Take the lines below beginning at the line that has "of the <item>lamp" and stopping after the line that has "of the sunlit", and print them exactly as they are, with no other lines.

Materials provided.
□ □ □
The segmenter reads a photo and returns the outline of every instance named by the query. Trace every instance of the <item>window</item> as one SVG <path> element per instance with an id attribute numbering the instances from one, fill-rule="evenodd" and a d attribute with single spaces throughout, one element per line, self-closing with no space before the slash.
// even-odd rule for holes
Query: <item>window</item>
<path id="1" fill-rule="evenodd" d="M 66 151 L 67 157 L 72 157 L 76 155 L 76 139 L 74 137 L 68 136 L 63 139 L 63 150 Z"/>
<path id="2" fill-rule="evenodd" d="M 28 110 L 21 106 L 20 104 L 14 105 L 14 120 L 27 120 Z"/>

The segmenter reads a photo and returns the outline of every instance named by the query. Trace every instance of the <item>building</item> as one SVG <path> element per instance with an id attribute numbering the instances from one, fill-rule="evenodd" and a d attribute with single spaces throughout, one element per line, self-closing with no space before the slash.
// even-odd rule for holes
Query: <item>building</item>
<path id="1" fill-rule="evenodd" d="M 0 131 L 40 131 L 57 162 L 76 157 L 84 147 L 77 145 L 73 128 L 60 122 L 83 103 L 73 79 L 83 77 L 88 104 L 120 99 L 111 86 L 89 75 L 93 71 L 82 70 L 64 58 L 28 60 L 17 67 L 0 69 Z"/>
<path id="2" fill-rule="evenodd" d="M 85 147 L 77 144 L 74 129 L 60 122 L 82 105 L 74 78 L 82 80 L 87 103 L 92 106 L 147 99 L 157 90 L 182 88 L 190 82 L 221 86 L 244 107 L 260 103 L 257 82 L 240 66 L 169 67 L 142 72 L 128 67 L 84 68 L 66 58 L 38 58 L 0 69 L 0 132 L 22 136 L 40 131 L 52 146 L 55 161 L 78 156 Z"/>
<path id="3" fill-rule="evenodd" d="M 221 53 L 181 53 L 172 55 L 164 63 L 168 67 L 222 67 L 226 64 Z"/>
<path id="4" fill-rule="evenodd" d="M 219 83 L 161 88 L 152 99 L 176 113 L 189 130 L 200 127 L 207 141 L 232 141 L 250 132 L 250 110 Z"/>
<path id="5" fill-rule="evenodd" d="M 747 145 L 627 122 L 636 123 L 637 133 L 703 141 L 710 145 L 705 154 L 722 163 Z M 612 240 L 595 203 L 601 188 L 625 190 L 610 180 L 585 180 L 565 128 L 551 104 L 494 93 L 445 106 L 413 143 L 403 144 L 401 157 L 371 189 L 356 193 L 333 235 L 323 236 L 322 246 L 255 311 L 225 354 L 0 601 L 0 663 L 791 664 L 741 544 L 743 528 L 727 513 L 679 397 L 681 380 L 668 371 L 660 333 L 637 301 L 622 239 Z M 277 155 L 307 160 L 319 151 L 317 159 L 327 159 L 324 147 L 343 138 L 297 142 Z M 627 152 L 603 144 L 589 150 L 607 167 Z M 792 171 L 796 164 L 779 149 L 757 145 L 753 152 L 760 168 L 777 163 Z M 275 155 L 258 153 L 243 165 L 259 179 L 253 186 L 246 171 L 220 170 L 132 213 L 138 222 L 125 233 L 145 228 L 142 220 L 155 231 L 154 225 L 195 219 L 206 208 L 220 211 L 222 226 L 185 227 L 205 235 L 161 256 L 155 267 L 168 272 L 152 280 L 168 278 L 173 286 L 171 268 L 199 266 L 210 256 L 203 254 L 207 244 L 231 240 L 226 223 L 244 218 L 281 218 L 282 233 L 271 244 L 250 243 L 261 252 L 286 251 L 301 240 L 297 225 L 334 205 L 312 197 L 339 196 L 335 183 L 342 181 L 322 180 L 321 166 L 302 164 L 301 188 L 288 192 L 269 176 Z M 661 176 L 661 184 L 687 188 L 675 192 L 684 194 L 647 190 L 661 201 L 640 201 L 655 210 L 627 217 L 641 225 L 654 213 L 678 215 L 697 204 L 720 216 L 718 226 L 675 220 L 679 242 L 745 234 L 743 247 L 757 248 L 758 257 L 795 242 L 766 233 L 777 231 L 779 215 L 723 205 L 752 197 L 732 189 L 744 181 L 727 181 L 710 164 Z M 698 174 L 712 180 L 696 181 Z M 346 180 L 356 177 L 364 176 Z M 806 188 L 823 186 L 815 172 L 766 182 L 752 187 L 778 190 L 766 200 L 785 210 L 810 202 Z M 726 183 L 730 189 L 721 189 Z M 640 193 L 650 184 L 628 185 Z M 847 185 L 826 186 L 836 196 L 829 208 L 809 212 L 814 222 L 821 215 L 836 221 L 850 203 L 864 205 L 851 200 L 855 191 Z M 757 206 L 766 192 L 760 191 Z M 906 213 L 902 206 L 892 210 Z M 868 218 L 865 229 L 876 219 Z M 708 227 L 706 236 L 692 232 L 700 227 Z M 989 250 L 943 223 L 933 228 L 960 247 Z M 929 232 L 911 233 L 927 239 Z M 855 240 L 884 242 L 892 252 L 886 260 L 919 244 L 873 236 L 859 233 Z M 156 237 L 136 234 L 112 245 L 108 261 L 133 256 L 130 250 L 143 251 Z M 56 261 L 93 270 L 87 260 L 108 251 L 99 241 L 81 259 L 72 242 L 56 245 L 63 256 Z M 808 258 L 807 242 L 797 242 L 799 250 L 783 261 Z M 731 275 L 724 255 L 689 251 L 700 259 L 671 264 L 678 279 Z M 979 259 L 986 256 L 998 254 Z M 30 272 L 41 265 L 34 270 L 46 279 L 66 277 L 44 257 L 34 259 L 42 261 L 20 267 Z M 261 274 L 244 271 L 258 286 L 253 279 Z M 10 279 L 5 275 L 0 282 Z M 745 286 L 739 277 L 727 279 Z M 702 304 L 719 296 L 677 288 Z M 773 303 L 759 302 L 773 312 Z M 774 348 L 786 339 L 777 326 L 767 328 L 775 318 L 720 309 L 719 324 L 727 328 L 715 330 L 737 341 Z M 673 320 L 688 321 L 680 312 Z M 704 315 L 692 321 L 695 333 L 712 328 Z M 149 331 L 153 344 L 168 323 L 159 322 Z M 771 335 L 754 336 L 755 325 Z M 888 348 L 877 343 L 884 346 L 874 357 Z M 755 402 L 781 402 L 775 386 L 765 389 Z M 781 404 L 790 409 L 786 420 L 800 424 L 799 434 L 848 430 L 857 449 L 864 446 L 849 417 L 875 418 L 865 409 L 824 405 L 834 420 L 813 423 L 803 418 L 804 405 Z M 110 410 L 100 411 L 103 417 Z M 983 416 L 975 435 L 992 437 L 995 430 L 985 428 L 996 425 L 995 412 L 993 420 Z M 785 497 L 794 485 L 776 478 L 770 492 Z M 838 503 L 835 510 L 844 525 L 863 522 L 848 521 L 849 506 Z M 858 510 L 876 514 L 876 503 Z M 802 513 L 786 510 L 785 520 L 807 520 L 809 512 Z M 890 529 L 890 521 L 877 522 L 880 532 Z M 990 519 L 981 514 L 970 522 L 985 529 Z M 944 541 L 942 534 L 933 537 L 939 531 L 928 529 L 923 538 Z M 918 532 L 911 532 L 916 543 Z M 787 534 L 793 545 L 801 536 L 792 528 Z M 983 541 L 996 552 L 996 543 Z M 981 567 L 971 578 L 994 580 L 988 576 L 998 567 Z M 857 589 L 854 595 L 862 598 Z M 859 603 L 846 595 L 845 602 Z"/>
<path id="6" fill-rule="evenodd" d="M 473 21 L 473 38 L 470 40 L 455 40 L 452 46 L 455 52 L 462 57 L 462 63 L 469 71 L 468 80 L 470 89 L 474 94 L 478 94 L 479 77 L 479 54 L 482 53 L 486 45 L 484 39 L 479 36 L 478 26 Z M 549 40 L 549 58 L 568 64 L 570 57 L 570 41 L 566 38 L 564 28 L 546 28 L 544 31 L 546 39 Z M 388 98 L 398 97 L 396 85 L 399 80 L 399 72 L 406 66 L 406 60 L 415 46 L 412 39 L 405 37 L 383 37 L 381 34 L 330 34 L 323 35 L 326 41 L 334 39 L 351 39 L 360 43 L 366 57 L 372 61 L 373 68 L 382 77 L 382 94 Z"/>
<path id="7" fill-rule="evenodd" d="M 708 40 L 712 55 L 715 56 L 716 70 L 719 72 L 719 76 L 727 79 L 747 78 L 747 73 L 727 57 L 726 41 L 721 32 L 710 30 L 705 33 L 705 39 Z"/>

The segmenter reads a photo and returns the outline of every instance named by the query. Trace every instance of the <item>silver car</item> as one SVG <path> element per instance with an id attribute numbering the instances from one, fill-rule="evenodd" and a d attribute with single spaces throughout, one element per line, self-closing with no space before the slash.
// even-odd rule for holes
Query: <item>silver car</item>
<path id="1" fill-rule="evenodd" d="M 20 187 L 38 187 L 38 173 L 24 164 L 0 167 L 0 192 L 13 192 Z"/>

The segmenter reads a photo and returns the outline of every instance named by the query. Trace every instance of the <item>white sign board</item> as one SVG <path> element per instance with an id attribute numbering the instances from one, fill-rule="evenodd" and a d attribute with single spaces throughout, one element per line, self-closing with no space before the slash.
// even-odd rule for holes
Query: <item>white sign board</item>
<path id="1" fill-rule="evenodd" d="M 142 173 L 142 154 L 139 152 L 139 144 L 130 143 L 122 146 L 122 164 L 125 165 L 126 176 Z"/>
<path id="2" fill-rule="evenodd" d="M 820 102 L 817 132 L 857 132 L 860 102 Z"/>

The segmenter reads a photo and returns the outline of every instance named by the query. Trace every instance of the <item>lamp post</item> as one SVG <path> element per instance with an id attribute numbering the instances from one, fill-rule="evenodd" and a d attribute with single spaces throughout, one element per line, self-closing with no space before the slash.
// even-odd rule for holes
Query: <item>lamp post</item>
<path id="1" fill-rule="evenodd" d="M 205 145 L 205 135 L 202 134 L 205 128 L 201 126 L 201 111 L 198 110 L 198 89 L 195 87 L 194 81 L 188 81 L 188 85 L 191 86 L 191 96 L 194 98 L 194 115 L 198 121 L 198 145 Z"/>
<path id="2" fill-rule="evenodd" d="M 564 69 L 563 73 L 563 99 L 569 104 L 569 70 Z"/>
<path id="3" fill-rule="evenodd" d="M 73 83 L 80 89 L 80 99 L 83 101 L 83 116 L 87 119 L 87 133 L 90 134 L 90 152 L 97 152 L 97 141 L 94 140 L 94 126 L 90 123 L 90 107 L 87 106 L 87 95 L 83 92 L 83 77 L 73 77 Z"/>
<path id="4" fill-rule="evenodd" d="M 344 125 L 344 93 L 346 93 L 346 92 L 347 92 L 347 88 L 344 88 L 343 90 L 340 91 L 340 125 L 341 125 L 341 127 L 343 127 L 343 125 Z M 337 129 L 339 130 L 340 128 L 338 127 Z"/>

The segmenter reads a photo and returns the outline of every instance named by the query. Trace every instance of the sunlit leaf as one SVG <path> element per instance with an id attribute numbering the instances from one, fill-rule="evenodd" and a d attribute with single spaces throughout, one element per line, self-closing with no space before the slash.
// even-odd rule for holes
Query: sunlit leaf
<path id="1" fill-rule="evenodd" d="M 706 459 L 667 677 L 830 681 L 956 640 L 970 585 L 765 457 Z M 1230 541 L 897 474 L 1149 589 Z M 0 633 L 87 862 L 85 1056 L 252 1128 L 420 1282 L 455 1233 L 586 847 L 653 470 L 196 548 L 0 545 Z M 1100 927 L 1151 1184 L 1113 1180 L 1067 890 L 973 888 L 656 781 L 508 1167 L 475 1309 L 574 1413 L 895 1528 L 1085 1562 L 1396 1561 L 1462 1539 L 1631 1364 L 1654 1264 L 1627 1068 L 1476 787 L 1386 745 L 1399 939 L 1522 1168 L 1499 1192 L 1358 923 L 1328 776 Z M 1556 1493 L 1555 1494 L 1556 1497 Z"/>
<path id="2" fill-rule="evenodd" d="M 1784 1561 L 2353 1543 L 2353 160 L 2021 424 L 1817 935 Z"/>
□ □ □
Task output.
The segmenter reads a photo and returns the outline of every instance named by the query. Trace every instance of the <item>lamp post</item> as one SVG <path> element per instance with an id attribute numbering the instances from one, fill-rule="evenodd" and a d attribute with single spaces throughout, one element per line, self-closing with no space before the slash.
// even-odd rule for holes
Query: <item>lamp post</item>
<path id="1" fill-rule="evenodd" d="M 205 145 L 205 135 L 202 134 L 205 128 L 201 126 L 201 111 L 198 110 L 198 89 L 195 87 L 194 81 L 188 81 L 188 85 L 191 86 L 191 96 L 194 98 L 194 115 L 198 121 L 198 145 Z"/>
<path id="2" fill-rule="evenodd" d="M 564 69 L 563 73 L 563 99 L 569 104 L 569 70 Z"/>
<path id="3" fill-rule="evenodd" d="M 73 83 L 80 89 L 80 99 L 83 101 L 83 116 L 87 119 L 87 133 L 90 134 L 90 152 L 97 152 L 97 141 L 94 140 L 94 126 L 90 123 L 90 107 L 87 106 L 87 95 L 83 92 L 83 77 L 73 77 Z"/>
<path id="4" fill-rule="evenodd" d="M 344 125 L 344 93 L 346 93 L 346 92 L 347 92 L 347 88 L 344 88 L 343 90 L 340 91 L 340 125 L 341 125 L 341 127 L 343 127 L 343 125 Z M 337 129 L 339 130 L 340 128 L 338 127 Z"/>

The segmenter reads a photo and returns the outline of every instance named by the query. Trace every instance of the sunlit leaf as one SVG <path> element per instance with an id attribute numbering the instances from one, fill-rule="evenodd" and a d attribute with single spaces throughout, one element per line, self-closing with no space before the slash.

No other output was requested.